## Given instruction A:
Copy out the full passage on the two CNN interviews word for word.

Clearly fond of the term, Amanpour evoked the phrase “endless fighting” or “endless death” five times to characterize Hamas, in questions that began to resemble rhetorical statements with no answers necessary.

Would Blitzer have dared ask Peres to justify Israel’s “endless” harassment, “endless” mass incarceration, “endless” occupation, and indeed “endless” war with Palestinians? In fact, Blitzer did not even interrupt Peres once during the interview, only silently nodding in agreement with his responses.

[Screen shot from CNN.]

Instead of pestering the Israeli leader for answers over his government’s decades-old collective punishment of Palestinians, Blitzer pushed him on the secrets of youth.

But the climax of dissonance between the two interviews came at the very end, when Amanpour wanted to make absolutely certain the Hamas leader was done with politics.

“You said you would no longer run to be President of Hamas. And yet you’re still here. Are you going to continue trying to be elected?”

Meshaal replied by saying he would not accept nomination and all Hamas leaders must be nominated.

Amanpour was not satisfied: “But you won’t accept?”

Again Meshaal repeated his answer, yet strangely Amanpour persisted:

“So just to be clear, after this term, no more Khaled Meshaal, leader of Hamas?

He replied a third time: “Yes. This is my clear standing.”

How different a tone than that struck by Blitzer who not only spoke adoringly about his subject, remarking on his “amazing” energy, but even urged him to stay in politics, by suggesting he run for prime minister. Amanpour, on the other hand, wanted to make one hundred percent sure she wouldn’t be interviewing Meshaal again. So seemingly relieved by the answer, she would not rest until she had heard it three times.

## Supplied data:
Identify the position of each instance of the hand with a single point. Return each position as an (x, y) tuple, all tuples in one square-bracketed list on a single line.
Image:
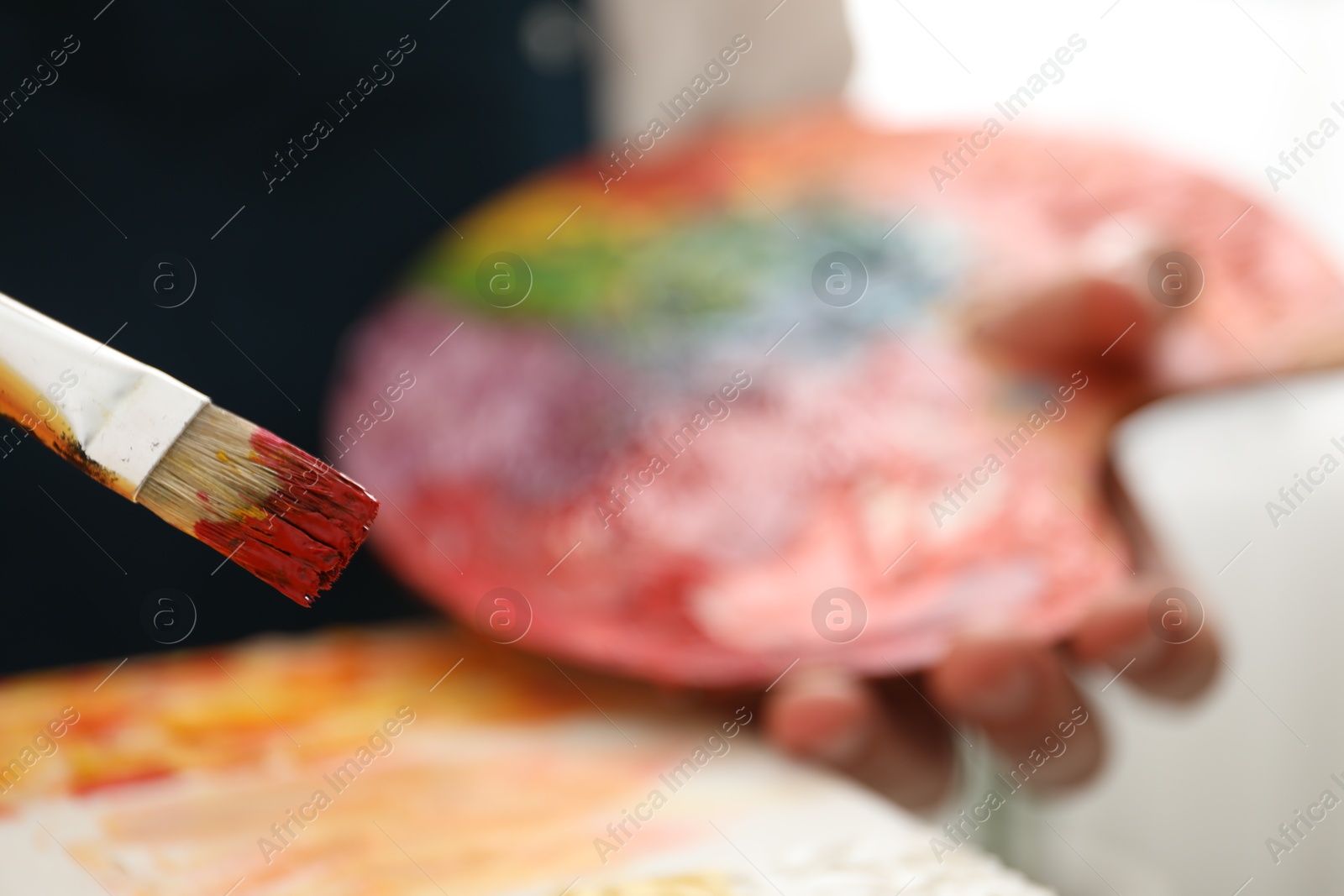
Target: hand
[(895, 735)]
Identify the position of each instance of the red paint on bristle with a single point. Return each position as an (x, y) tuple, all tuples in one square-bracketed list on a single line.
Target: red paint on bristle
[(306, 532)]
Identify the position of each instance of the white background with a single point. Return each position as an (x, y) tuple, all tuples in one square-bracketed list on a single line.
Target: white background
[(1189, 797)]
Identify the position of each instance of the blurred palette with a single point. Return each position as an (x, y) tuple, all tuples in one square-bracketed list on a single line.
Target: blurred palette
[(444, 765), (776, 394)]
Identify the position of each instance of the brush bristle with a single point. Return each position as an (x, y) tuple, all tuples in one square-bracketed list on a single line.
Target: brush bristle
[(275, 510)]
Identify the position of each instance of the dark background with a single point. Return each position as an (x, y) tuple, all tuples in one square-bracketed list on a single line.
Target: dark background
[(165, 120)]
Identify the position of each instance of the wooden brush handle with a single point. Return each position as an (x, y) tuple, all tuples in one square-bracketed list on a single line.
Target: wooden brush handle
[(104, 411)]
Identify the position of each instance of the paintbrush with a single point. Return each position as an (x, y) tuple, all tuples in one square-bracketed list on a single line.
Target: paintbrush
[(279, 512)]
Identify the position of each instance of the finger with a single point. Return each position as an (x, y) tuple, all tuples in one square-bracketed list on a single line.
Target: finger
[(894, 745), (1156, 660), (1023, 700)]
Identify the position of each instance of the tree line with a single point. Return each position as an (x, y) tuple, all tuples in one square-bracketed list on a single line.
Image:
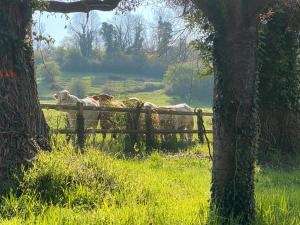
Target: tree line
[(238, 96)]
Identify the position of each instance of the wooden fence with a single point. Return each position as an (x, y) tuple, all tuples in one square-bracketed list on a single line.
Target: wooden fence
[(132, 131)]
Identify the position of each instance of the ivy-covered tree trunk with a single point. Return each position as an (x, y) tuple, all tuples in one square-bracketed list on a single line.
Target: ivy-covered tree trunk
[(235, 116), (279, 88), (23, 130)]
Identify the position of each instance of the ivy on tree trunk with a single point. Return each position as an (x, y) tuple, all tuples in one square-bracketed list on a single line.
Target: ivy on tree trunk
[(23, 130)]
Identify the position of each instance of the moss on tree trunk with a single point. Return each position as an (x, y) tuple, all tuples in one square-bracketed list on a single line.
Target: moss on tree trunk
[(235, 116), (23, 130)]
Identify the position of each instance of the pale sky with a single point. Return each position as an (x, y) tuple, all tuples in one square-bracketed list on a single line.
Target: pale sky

## Given instruction B:
Put the entries in the stretch from the line containing "Identify the position of each instance of the tree" through the line containing "[(23, 130)]" into a two-column CSV with the headers request and answer. Each entry gets one row, and each field goes in quotes with its line breaks changed to spaces. Leave the pictures out.

## Output A:
Clearly fond of the term, Amanpour evoked the phrase “endless fighting” or “endless death” five times to characterize Hamas, in questions that began to resemble rhetorical statements with no answers necessary.

Would Blitzer have dared ask Peres to justify Israel’s “endless” harassment, “endless” mass incarceration, “endless” occupation, and indeed “endless” war with Palestinians? In fact, Blitzer did not even interrupt Peres once during the interview, only silently nodding in agreement with his responses.

[Screen shot from CNN.]

Instead of pestering the Israeli leader for answers over his government’s decades-old collective punishment of Palestinians, Blitzer pushed him on the secrets of youth.

But the climax of dissonance between the two interviews came at the very end, when Amanpour wanted to make absolutely certain the Hamas leader was done with politics.

“You said you would no longer run to be President of Hamas. And yet you’re still here. Are you going to continue trying to be elected?”

Meshaal replied by saying he would not accept nomination and all Hamas leaders must be nominated.

Amanpour was not satisfied: “But you won’t accept?”

Again Meshaal repeated his answer, yet strangely Amanpour persisted:

“So just to be clear, after this term, no more Khaled Meshaal, leader of Hamas?

He replied a third time: “Yes. This is my clear standing.”

How different a tone than that struck by Blitzer who not only spoke adoringly about his subject, remarking on his “amazing” energy, but even urged him to stay in politics, by suggesting he run for prime minister. Amanpour, on the other hand, wanted to make one hundred percent sure she wouldn’t be interviewing Meshaal again. So seemingly relieved by the answer, she would not rest until she had heard it three times.

## Output B:
request,answer
"Identify the position of each instance of the tree line with a single point. Return each position as an (x, y) tuple, all tuples in one square-bracketed list on a single line. Image: Target: tree line","[(238, 96)]"
"Identify the position of each instance of the wooden fence with a single point. Return each position as an (x, y) tuple, all tuples in one square-bracketed list on a single line. Target: wooden fence","[(132, 131)]"
"Identify the position of each instance of the ivy-covered tree trunk with a single point. Return each position as an (x, y) tuple, all tuples in one square-bracketed list on a single line. Target: ivy-covered tree trunk","[(235, 116), (279, 88), (23, 130)]"
"Identify the position of each instance of the ivy on tree trunk with a single point. Return each position as an (x, y) tuple, all tuples in one square-bracketed list on a single line. Target: ivy on tree trunk","[(23, 130)]"